(Supplied material begins)

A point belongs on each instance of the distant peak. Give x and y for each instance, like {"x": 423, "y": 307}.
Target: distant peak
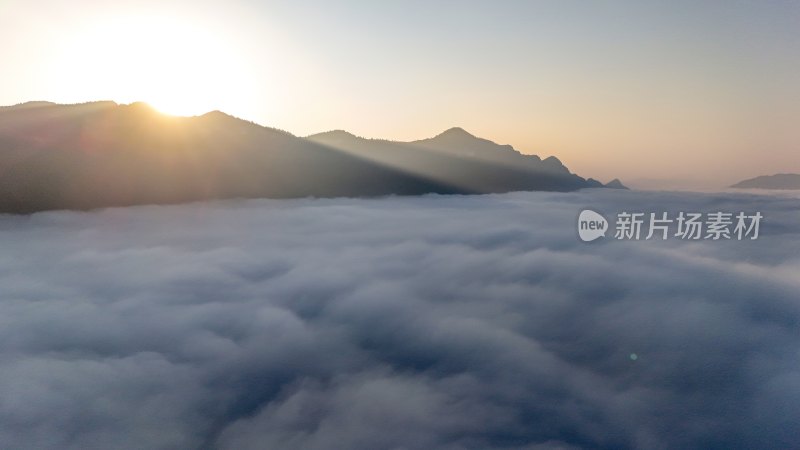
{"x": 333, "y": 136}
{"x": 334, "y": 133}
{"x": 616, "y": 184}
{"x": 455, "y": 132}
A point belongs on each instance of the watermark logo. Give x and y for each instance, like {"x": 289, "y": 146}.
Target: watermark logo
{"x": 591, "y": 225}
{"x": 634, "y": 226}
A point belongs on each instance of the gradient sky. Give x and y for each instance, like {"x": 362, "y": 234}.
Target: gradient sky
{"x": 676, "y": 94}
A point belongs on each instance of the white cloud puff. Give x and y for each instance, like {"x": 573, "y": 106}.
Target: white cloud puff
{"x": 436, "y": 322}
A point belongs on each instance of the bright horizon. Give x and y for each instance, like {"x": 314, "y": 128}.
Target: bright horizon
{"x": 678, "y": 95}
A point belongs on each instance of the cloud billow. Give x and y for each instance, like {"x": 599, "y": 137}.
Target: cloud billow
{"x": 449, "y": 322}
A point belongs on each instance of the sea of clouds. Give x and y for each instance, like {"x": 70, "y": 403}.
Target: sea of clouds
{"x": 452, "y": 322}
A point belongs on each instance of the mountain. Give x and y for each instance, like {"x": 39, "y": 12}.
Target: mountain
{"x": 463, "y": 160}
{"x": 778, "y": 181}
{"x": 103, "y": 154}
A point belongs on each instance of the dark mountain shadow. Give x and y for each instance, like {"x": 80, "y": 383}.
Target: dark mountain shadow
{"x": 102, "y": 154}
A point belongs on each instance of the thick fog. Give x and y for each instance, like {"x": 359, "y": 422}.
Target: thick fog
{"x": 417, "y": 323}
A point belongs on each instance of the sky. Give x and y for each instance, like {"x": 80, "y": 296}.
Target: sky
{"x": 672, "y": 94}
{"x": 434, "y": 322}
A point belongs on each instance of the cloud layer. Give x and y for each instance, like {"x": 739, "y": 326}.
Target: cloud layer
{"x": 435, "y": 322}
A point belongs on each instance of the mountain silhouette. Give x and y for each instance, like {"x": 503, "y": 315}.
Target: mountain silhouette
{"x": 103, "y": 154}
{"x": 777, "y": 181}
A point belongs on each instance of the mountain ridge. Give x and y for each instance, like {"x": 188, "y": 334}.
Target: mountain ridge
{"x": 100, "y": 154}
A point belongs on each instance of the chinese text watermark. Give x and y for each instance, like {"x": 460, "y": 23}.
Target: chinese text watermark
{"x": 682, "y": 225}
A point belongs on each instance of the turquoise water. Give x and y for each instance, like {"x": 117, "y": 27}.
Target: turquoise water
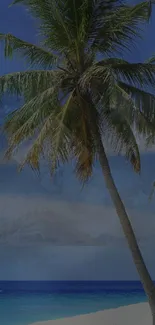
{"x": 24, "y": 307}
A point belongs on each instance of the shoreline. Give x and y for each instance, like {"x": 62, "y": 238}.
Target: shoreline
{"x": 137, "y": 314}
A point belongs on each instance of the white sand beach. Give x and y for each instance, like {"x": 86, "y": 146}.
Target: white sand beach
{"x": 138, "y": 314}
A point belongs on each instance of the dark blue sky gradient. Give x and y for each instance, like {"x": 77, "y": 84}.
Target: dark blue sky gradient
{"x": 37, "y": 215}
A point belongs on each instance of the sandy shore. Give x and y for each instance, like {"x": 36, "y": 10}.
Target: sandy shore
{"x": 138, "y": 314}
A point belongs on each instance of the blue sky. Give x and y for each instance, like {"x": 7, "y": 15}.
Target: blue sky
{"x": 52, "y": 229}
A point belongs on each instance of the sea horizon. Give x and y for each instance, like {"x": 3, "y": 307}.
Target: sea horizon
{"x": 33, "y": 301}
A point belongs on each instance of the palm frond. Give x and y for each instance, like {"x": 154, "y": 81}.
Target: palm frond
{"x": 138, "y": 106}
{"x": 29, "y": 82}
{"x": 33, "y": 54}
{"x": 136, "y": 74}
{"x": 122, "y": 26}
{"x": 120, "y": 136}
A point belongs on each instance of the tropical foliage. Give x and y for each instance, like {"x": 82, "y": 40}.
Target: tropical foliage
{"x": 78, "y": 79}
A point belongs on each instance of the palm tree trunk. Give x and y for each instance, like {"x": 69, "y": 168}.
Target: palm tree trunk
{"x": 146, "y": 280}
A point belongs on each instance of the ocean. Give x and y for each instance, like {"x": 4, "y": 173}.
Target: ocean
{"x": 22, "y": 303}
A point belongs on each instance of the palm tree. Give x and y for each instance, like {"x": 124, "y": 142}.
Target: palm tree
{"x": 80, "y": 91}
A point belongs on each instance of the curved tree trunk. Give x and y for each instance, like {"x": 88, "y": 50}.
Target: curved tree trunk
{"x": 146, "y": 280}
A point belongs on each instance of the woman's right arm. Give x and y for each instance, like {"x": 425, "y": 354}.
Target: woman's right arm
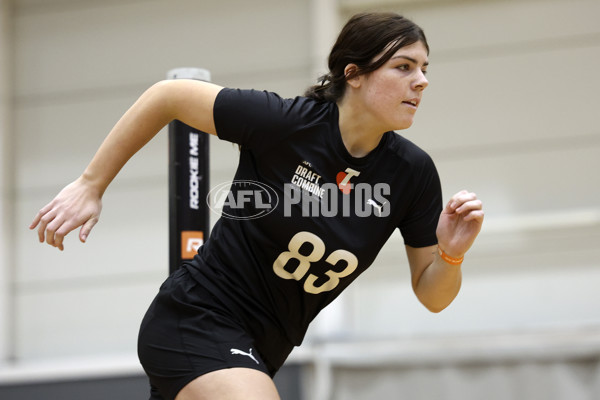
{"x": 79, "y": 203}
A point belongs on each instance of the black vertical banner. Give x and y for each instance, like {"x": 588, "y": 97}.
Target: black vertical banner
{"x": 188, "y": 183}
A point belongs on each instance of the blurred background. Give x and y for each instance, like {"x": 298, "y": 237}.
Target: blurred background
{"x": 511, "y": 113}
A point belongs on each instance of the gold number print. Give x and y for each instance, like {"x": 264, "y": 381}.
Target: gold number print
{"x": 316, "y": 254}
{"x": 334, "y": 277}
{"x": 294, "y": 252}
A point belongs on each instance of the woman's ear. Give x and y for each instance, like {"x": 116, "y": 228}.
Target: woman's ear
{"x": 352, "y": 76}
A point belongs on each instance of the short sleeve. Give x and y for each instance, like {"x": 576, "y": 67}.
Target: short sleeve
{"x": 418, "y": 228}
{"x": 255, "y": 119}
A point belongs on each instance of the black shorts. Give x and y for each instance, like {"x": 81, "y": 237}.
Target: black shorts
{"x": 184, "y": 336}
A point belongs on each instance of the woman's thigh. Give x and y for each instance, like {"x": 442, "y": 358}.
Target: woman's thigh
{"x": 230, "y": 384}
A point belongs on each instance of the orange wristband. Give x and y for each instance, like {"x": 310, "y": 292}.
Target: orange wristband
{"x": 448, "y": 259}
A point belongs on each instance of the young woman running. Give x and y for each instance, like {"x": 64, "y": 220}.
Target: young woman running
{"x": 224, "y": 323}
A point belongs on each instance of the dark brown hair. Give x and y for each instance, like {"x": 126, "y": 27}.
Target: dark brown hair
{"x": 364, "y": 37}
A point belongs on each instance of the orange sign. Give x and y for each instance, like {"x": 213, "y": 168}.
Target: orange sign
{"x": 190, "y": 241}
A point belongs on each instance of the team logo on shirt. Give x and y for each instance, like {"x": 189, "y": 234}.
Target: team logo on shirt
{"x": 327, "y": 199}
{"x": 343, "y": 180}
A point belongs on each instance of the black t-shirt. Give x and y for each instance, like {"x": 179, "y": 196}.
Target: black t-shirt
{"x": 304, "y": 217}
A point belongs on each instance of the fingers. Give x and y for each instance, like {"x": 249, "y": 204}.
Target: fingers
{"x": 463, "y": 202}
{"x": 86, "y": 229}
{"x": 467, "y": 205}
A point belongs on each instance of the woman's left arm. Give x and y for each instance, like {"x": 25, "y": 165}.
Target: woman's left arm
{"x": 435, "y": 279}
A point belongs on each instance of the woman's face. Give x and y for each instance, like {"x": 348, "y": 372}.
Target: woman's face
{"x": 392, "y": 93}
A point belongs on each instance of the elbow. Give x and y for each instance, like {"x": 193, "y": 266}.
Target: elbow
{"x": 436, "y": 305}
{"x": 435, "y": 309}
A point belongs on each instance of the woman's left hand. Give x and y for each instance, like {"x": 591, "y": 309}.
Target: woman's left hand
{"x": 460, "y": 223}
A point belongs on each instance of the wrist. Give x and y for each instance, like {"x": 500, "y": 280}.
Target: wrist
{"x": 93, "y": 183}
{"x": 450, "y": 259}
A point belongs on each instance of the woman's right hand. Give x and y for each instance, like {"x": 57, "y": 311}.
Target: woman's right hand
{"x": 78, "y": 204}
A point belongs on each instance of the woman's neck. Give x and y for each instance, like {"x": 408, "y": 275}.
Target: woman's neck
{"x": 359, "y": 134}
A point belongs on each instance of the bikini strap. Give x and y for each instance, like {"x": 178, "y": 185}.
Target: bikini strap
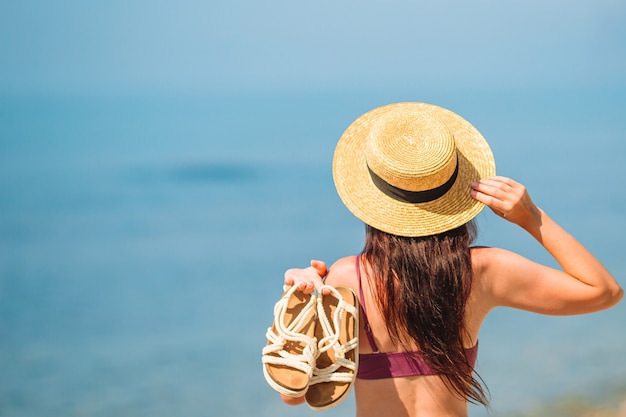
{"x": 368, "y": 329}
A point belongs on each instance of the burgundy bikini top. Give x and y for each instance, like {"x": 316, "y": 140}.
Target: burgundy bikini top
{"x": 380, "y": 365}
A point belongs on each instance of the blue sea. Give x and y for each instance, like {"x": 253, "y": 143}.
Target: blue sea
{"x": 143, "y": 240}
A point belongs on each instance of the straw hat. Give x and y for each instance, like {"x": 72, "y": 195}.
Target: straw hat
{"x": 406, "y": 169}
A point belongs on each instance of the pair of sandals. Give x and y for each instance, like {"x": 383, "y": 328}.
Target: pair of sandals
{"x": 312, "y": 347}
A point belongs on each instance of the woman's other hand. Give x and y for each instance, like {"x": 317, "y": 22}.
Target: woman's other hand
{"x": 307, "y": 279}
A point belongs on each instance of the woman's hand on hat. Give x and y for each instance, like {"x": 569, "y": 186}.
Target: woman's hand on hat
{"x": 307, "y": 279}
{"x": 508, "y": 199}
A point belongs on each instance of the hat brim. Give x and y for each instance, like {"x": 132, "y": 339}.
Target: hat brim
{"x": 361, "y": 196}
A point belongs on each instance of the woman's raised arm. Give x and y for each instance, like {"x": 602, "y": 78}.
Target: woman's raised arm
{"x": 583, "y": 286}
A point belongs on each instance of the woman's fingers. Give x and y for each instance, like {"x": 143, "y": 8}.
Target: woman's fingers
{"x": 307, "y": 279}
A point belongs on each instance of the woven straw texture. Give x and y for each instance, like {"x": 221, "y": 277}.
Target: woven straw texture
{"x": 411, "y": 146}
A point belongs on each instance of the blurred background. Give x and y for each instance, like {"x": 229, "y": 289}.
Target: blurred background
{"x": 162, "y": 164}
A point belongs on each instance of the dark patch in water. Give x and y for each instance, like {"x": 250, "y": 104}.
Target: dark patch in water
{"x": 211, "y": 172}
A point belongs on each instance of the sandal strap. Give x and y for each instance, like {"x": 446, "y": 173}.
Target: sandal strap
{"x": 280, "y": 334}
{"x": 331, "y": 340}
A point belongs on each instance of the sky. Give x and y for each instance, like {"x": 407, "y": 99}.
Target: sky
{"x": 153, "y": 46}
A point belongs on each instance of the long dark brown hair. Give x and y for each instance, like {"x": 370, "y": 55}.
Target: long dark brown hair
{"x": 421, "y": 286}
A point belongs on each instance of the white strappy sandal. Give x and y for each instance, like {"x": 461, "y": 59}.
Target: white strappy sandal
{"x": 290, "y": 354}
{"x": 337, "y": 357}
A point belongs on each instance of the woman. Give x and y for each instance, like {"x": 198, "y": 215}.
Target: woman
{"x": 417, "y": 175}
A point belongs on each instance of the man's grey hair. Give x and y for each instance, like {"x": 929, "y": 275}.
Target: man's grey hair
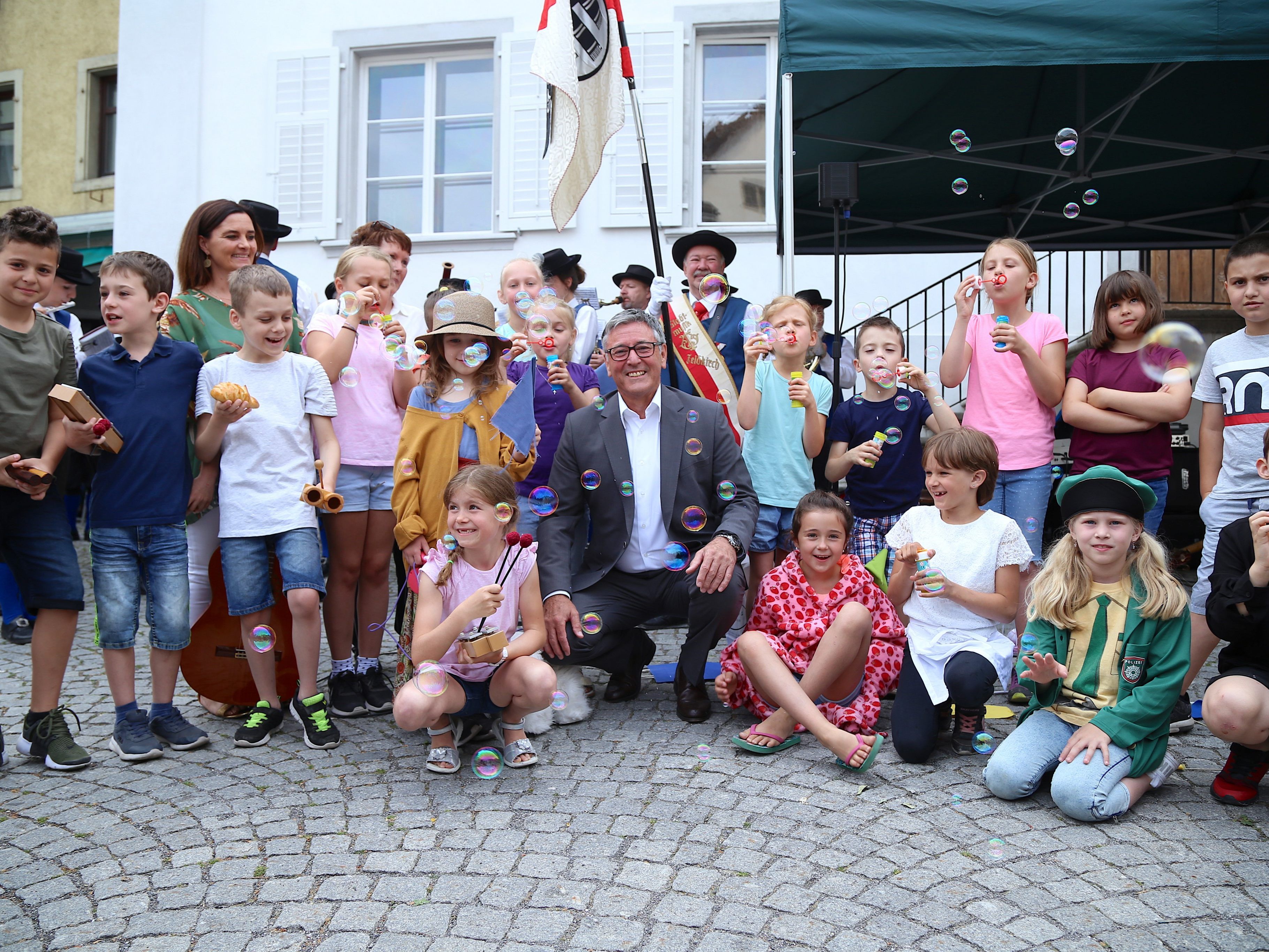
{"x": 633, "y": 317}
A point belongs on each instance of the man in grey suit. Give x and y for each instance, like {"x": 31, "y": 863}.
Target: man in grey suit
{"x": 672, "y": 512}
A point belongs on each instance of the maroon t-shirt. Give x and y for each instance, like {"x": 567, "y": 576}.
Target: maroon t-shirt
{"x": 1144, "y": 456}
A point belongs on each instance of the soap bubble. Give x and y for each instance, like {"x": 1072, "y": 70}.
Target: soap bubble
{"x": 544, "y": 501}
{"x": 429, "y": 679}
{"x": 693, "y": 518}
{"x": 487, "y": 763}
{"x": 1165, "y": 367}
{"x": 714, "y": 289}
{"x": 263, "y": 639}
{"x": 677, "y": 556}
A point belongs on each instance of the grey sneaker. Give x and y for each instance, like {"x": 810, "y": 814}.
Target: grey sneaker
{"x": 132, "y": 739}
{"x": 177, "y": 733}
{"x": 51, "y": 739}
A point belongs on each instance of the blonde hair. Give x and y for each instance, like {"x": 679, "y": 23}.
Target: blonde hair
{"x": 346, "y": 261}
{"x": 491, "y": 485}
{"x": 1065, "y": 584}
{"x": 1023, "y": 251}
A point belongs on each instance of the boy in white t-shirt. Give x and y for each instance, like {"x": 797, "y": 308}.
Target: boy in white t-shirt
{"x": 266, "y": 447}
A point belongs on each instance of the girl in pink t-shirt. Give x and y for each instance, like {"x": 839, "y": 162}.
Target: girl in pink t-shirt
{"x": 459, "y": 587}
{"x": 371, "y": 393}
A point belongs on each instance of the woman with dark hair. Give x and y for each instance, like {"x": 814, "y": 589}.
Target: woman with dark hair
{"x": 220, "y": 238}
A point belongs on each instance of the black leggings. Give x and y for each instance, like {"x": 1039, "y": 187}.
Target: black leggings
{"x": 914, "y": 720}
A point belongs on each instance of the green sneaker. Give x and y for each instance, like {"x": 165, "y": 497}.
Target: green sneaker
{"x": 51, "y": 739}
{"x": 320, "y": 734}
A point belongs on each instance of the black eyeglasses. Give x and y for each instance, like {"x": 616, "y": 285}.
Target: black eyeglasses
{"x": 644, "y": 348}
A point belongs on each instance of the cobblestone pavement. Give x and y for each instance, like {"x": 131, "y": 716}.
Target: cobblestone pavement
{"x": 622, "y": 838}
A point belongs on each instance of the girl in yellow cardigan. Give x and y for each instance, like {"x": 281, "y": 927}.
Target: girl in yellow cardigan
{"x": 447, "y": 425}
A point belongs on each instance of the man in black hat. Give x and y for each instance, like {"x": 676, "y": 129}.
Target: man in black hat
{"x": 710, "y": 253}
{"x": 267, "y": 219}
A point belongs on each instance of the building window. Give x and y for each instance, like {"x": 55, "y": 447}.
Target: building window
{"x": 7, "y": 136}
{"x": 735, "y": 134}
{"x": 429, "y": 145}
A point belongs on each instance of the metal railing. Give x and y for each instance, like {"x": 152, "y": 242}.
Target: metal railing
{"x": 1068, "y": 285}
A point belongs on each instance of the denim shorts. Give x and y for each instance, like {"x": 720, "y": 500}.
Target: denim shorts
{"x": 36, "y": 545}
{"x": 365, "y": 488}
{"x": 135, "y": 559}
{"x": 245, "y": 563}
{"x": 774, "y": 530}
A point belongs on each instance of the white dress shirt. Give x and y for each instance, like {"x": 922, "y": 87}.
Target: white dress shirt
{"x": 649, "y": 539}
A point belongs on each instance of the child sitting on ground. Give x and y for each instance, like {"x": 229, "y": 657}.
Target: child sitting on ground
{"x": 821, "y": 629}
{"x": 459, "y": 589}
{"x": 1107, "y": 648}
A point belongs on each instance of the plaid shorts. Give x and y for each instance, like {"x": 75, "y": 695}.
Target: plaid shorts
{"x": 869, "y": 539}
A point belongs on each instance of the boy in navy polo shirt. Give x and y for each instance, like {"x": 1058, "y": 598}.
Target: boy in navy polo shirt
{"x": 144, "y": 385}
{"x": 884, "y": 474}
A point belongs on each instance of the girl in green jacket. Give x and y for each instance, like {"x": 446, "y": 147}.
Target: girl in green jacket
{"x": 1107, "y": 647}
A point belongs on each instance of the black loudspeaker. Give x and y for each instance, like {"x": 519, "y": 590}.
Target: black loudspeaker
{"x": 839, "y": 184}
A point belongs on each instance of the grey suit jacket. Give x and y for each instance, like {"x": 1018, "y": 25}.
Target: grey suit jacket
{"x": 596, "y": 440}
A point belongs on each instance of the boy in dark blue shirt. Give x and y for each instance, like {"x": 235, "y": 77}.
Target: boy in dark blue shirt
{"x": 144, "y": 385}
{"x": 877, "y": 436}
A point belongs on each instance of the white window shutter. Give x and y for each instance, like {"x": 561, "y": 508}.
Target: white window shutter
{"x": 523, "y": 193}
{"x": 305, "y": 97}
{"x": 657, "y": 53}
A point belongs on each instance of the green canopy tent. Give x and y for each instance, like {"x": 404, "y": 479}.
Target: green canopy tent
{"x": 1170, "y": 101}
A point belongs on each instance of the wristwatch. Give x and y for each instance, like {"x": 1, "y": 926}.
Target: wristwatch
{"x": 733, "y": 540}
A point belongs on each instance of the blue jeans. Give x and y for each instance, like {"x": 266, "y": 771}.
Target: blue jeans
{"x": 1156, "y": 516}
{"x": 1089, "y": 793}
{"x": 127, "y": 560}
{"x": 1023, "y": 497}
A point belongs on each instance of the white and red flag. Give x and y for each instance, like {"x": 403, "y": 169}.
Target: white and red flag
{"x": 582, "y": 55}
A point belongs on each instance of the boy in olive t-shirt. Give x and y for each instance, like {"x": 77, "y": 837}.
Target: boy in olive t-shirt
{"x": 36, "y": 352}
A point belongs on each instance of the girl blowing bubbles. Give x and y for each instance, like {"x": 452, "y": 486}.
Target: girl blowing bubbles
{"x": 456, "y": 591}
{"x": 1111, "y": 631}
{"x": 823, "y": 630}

(Supplied material ends)

What is needed is a verbatim copy of every line in the records above from the one containing "A point belongs on each instance of the man in grey" down to the one containing "A point belongs on each instance of the green sneaker.", both included, and nothing more.

A point belongs on each instance of the man in grey suit. Give x and y for each instance, like {"x": 31, "y": 863}.
Target: man in grey suit
{"x": 672, "y": 512}
A point belongs on each instance of the maroon t-shirt. Give x and y for each instance, like {"x": 567, "y": 576}.
Target: maroon t-shirt
{"x": 1144, "y": 456}
A point belongs on each instance of the soap bubble. Give x and y for each instance, like {"x": 1072, "y": 70}.
Target: soap bubble
{"x": 544, "y": 501}
{"x": 429, "y": 679}
{"x": 693, "y": 518}
{"x": 487, "y": 763}
{"x": 1165, "y": 367}
{"x": 714, "y": 289}
{"x": 263, "y": 639}
{"x": 677, "y": 556}
A point belongs on each instance of the grey sneaker. Give x and y for each instance, like {"x": 810, "y": 814}.
Target: grey sneaker
{"x": 132, "y": 739}
{"x": 177, "y": 733}
{"x": 51, "y": 739}
A point belongs on each instance of the blonde hair. Give x and y for each instance, like {"x": 679, "y": 23}.
Target: blonde hair
{"x": 346, "y": 261}
{"x": 491, "y": 485}
{"x": 1065, "y": 584}
{"x": 1023, "y": 251}
A point belongs on each instance of the boy in white t-shirt. Give x and y for each instance, like {"x": 797, "y": 308}.
Target: boy in white t-shirt
{"x": 266, "y": 447}
A point belongs on each instance of the girl in pink t-shirt. Give x and y for each instance, like {"x": 839, "y": 162}.
Target: girl in pink t-shirt
{"x": 459, "y": 587}
{"x": 371, "y": 393}
A point belongs on each instance of the woman with dark hair. Give x and y for each instance, like {"x": 814, "y": 589}.
Target: woman with dark hair
{"x": 220, "y": 238}
A point belongs on each instance of the black leggings. Give x and y for each instance, like {"x": 1039, "y": 187}.
Target: black leggings
{"x": 914, "y": 720}
A point belongs on each instance of the green sneaker. Give x and y for each instance, like {"x": 165, "y": 497}.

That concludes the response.